§ **Problem**
From the numpy performance notes below, reproduce verbatim the passage that begins with the words containing "sequences are in" and ends with "rather than characters.".

— BEGIN Source text —

Introduction

In the previous post I have compared various languages and libraries in terms of their speed. This notebook contains the code used in the comparison as well as some details about the choices made to improve the performance of numpy implementation.

Setup

# ! pip install pandas

Getting data

import pandas as pd

def get_data(path):
    fasta_df = pd.read_csv(path, lineterminator=">", header=None)
    fasta_df[['id', 'seq']] = fasta_df[0].str.split('\n', expand=True)[[0,1]]
    return fasta_df.seq.to_numpy(dtype=str)
seqs = get_data('picked_msa.fasta')

Numpy implementation

Just to remind the pseudo code looks like this:

for seq1 in seqs:
  for seq2 in seqs:
    if count_mathes(seq1, seq2) > threshold:
      weight +=1
  meff += 1/weight

meff = meff/(len(seq1)^0.5)

This Numpy implementation is based on pure python implementation which can be found here.

The main differences are:

uses numpy arrays and operators.
sequences are in vectorised fashion using np.equal rather than looping over each element in the sequence.
sequences are converted to arrays of integers rather than characters.

import numpy as np
def get_nf_python_numpy(seqs, threshold=0.8):
    seqs = seqs.view(np.uint32).reshape(seqs.shape[0], -1)

— END Source text —
— BEGIN Given records —

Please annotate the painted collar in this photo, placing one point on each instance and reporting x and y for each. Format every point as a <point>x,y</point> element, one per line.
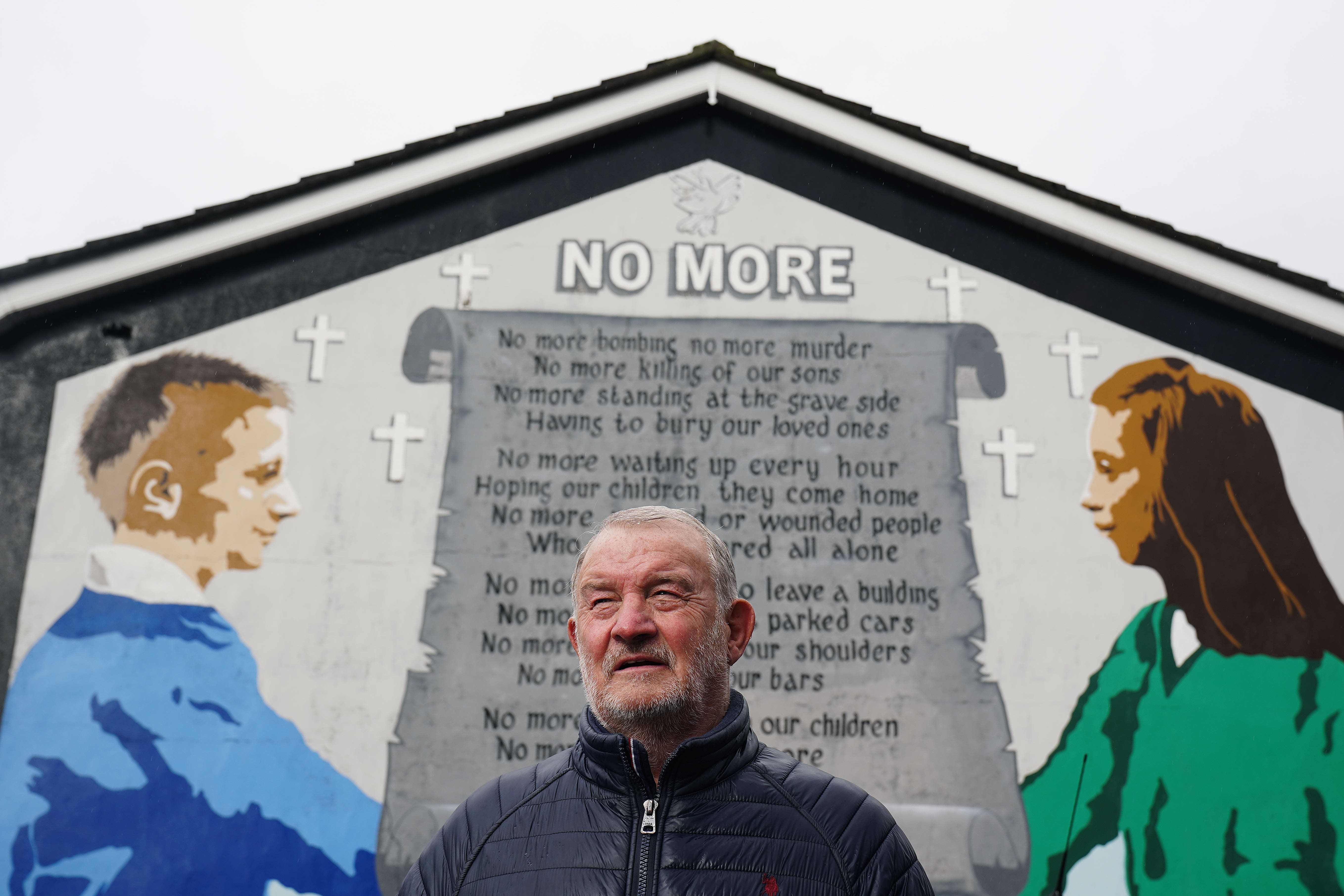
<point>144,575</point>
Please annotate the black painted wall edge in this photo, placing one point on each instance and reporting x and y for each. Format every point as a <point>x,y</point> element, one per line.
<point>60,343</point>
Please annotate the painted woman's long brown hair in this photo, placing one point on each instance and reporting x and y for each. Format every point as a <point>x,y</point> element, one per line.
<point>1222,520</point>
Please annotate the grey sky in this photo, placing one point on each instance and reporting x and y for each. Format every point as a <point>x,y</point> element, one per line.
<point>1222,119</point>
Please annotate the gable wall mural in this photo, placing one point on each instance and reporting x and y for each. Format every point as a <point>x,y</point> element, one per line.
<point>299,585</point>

— END Given records —

§ **Answer**
sequences are in vectorised fashion using np.equal rather than looping over each element in the sequence.
sequences are converted to arrays of integers rather than characters.